▶ _Texte fourni_
-*-*-
Vous accumulez, vous êtes seuls face à vos problèmes, et vous avez l’impression que vous êtes les seuls à ne pas réussir. Quand on a reçu le recommandé, quelque chose s’est cassé en moi. J’ai continué ma journée comme si de rien n’était, mais plus elle avançait, plus ma décision était claire : je ne voulais pas me réveiller le lendemain.  »
«  Les jugements, l’incompréhension  »
«  Une fois que mon mari et mon fils de 7 ans se sont couchés, j’ai fait le tour des bâtiments de l’exploitation, je me suis douchée, puis j’ai avalé des médicaments. Je me suis allongée en me disant que je ne me réveillerai pas, sans même avoir le courage d’expliquer pourquoi à mes proches.
-*-*-
▶ _Entrées_
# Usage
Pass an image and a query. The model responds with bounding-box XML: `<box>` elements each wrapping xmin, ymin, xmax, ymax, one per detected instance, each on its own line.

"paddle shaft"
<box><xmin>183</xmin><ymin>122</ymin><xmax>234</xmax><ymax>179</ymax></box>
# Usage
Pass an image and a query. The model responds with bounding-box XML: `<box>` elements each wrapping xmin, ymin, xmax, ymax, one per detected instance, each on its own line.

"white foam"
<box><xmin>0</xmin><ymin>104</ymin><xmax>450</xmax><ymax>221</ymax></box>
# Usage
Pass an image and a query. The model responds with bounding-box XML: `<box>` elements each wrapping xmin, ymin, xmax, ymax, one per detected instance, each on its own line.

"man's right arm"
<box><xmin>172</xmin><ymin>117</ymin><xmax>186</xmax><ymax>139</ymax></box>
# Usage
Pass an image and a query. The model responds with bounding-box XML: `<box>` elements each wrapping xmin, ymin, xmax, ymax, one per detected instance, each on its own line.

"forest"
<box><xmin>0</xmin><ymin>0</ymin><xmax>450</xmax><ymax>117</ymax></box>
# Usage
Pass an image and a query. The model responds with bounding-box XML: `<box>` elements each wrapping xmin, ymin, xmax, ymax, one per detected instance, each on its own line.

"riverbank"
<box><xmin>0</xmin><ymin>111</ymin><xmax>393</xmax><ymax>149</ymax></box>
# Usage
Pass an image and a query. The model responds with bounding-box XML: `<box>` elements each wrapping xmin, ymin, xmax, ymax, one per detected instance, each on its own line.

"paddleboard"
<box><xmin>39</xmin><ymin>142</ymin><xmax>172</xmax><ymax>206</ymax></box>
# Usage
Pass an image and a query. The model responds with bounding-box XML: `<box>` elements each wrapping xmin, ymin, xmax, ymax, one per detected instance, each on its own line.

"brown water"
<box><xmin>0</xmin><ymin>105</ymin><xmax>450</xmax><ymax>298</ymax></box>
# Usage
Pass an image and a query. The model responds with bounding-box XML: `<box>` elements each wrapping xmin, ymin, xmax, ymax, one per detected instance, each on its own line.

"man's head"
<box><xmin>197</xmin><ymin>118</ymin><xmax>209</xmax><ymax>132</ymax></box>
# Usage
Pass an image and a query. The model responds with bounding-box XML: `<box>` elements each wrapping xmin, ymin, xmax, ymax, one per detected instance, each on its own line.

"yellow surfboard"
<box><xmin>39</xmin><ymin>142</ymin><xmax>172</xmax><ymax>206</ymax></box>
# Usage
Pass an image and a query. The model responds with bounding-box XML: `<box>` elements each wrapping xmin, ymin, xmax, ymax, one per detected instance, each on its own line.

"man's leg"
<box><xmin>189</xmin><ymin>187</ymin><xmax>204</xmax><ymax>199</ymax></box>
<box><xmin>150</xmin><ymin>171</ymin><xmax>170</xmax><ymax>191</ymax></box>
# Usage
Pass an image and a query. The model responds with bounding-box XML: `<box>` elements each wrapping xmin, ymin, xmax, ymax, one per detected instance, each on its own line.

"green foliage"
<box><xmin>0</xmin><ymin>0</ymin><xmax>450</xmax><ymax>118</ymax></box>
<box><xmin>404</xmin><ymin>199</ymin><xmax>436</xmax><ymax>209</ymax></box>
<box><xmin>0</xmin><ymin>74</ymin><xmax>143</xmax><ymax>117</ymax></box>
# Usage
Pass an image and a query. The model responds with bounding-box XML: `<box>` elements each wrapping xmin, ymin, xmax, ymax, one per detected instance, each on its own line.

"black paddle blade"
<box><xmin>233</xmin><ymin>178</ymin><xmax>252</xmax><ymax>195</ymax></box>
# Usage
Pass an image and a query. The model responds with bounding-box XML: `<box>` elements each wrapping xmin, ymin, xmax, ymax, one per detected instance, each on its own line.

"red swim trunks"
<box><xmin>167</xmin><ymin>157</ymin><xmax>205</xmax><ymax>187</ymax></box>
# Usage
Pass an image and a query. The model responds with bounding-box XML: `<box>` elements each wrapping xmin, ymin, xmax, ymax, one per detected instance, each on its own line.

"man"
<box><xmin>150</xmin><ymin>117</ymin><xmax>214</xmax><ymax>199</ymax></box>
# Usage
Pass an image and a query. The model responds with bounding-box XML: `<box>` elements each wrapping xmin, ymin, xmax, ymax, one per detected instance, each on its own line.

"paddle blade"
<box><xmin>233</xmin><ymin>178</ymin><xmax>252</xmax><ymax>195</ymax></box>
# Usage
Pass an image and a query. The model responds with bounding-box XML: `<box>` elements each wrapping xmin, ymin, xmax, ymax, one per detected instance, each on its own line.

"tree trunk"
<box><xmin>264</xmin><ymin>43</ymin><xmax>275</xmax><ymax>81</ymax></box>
-*-*-
▶ _Votre objectif_
D'après le texte fourni, quel âge a le fils qui s'est couché avec son père ?

▶ _Exercice terminé_
Il a 7 ans.